Potential projects include upgrades to the Fremont and Ballard bridges for added resiliency from seismic activity; rehabilitation of the Fauntleroy Expressway, Spokane Street Swing Bridge, Magnolia, and University bridges; and other “major” bridge maintenance projects.

Seattle Mayor Bruce Harrell’s administration has declined to immediately use that funding mechanism: an effective deadline for leveraging the bonds expired at the end of March.

Instead, SDOT’s recommendation is to “use SDOT’s bridge investment and maintenance planning process – the SDOT Roadway Structures Business Practice Upgrade (BPU), scheduled for completion in late 2023 – to guide future capital investment decisions. This could
include bonding strategies, federal grant applications, and the development of a potential ballot measure that could consist of a major bridge capital rehabilitation program.”

“In the wake of hard lessons learned from the two-year closure of the West Seattle Bridge, the disturbing citywide audit of Seattle’s bridges, and the periodic malfunctioning of other bridges, I’m deeply disappointed that the Harrell Administration is declining to use the authority the City Council granted last November to generate up to $100 million in bond funding needed for projects to increase the safety of Seattle’s aging bridge network,” Councilmember Alex Pedersen wrote in a news release.

YOUR INSTRUCTIONS
In the excerpt on Seattle bridge funding, when is the SDOT Roadway Structures Business Practice Upgrade scheduled for completion? These lines are not needed for the task.

Lines contained in a dataset
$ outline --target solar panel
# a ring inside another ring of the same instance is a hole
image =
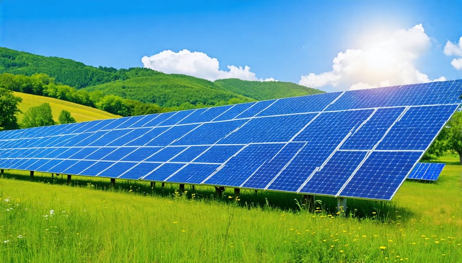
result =
[[[408,179],[436,181],[446,164],[418,163],[408,176]]]
[[[390,200],[461,94],[451,80],[3,131],[0,167]]]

EXERCISE SOLUTION
Late 2023.